== ZITIERTER TEXT ==
────────
Eine neue Chrissie Hynde

Es ist nur: Irgendwas fehlt dem Trio. Vig steht anfangs noch am Mikro, doch er und seine Kumpels merken bald, dass ihrer Band eine starke feminine Präsenz fehlt. Sie wollen eine Frontsängerin. Aber nicht irgendeine. Sie wollen die Frontsängerin schlechthin, eine vom Kaliber Chrissie Hynde oder Patti Smith. Die finden sie nicht in Wisconsin und auch nicht im Rest der USA. Sondern ausgerechnet im regnerischen und windigen Schottland. Dort gibt es eine Frau, die nur dann glücklich scheint, wenn es regnet: Shirley Manson.
────────
Gib den Text über die Suche nach einer Frontsängerin vollständig und ohne jede Änderung wieder. Die Datensätze sind davon getrenntes, eigenständiges Material.

(Zeilen aus einem Zeige-Datensatz)
────────
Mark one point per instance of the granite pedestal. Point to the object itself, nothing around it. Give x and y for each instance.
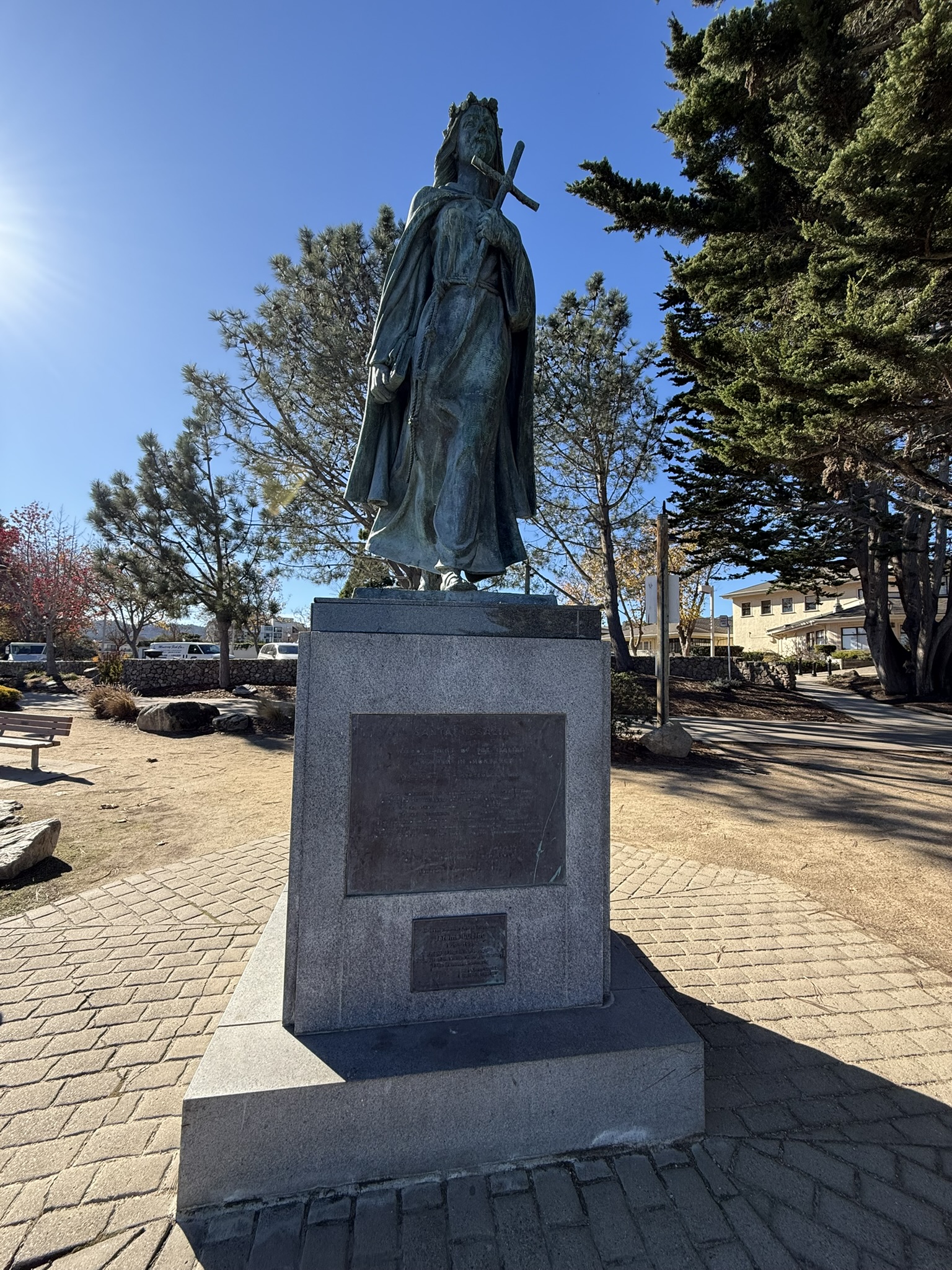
(441, 991)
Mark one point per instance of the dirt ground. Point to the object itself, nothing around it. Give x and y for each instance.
(865, 835)
(200, 794)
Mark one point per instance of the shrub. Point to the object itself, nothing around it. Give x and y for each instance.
(111, 667)
(122, 705)
(112, 703)
(630, 701)
(9, 699)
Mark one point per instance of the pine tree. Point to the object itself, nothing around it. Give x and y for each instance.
(809, 335)
(295, 404)
(191, 526)
(597, 440)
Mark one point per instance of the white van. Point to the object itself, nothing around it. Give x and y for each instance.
(27, 653)
(280, 652)
(188, 652)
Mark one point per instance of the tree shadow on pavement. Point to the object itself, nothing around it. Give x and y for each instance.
(808, 1163)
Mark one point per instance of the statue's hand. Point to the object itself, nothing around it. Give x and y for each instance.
(494, 228)
(384, 384)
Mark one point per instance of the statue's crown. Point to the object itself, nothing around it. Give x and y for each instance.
(488, 103)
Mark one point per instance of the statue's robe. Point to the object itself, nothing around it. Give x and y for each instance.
(448, 463)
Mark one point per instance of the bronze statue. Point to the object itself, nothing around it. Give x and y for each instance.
(446, 446)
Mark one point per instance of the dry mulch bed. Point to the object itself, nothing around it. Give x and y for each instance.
(742, 700)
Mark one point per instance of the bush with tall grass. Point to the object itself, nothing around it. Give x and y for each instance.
(107, 701)
(11, 699)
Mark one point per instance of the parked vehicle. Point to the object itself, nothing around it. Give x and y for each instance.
(278, 652)
(191, 652)
(27, 653)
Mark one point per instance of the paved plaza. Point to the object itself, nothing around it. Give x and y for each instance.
(829, 1095)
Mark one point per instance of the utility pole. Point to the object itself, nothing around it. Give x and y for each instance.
(663, 619)
(708, 591)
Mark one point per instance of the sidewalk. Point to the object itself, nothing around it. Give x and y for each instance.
(829, 1095)
(871, 726)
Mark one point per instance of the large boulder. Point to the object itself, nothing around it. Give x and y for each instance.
(231, 722)
(669, 741)
(174, 718)
(24, 845)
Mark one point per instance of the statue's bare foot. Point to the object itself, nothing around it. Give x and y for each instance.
(456, 582)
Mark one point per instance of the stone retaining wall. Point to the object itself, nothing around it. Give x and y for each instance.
(772, 675)
(152, 675)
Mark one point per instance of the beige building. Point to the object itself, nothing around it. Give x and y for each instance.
(769, 619)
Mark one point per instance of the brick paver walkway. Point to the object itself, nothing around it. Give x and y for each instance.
(829, 1064)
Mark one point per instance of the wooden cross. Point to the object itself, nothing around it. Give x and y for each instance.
(506, 179)
(506, 187)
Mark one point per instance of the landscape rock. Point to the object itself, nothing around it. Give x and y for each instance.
(669, 741)
(8, 812)
(231, 723)
(174, 718)
(24, 845)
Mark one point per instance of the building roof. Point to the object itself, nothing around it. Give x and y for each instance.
(850, 614)
(762, 588)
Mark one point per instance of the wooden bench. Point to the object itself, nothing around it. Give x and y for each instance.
(33, 732)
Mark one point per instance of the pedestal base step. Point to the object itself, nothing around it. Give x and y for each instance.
(271, 1114)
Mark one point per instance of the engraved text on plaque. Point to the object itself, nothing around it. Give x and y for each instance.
(456, 802)
(459, 951)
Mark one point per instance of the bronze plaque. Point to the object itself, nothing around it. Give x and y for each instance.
(456, 802)
(457, 951)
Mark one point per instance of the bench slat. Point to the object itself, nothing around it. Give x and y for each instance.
(48, 726)
(19, 716)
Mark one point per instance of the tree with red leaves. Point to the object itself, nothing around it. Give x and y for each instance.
(9, 624)
(47, 579)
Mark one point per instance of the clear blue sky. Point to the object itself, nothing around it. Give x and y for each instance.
(154, 156)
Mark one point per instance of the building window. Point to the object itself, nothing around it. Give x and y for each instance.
(853, 637)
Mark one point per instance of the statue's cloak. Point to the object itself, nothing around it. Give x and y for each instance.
(405, 310)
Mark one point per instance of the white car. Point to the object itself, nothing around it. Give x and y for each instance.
(278, 652)
(191, 652)
(27, 653)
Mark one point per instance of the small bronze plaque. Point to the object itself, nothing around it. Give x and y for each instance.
(457, 802)
(457, 951)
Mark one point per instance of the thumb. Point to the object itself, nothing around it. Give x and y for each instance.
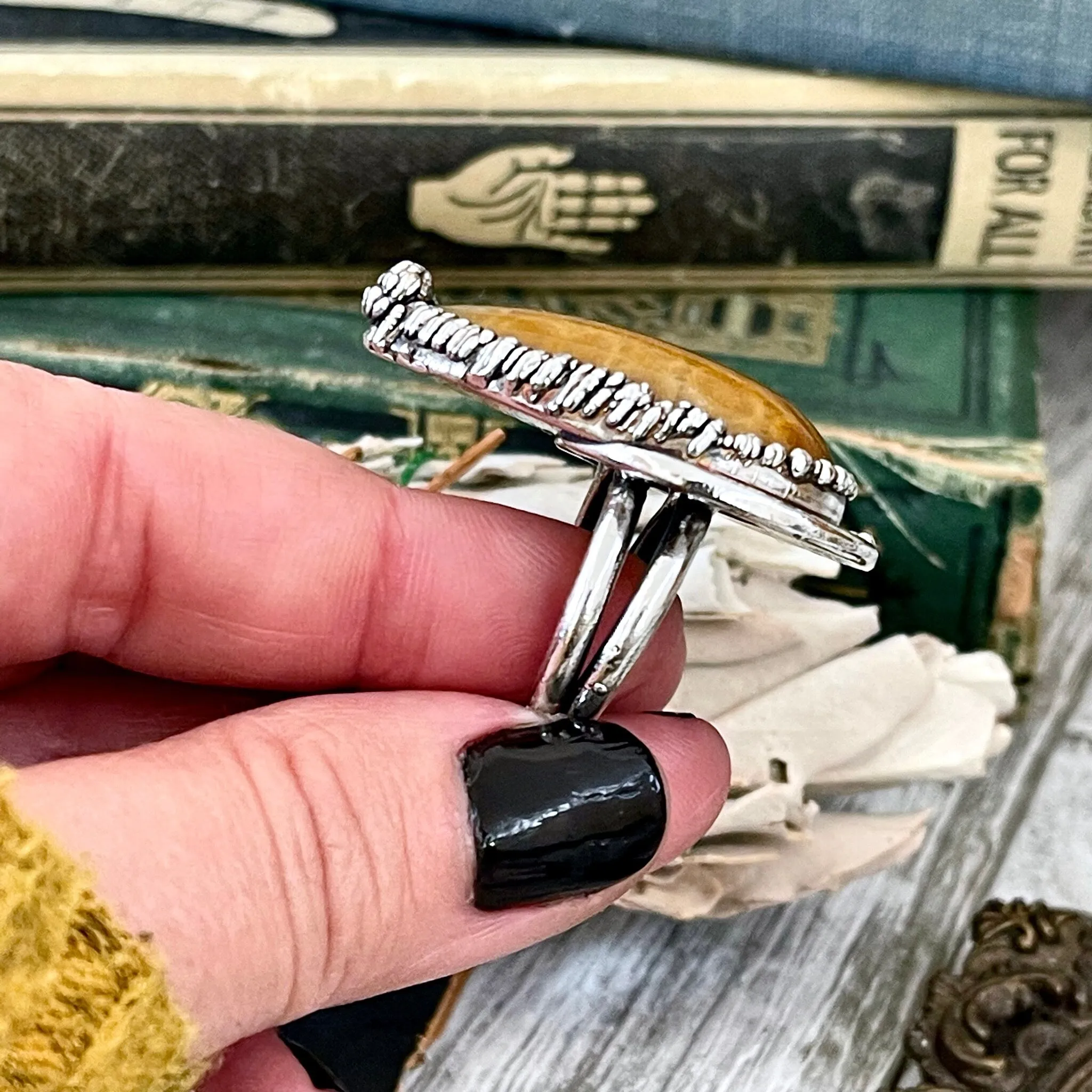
────────
== ANTWORT ZUR ÜBUNG ==
Eine neue Chrissie Hynde

Es ist nur: Irgendwas fehlt dem Trio. Vig steht anfangs noch am Mikro, doch er und seine Kumpels merken bald, dass ihrer Band eine starke feminine Präsenz fehlt. Sie wollen eine Frontsängerin. Aber nicht irgendeine. Sie wollen die Frontsängerin schlechthin, eine vom Kaliber Chrissie Hynde oder Patti Smith. Die finden sie nicht in Wisconsin und auch nicht im Rest der USA. Sondern ausgerechnet im regnerischen und windigen Schottland. Dort gibt es eine Frau, die nur dann glücklich scheint, wenn es regnet: Shirley Manson.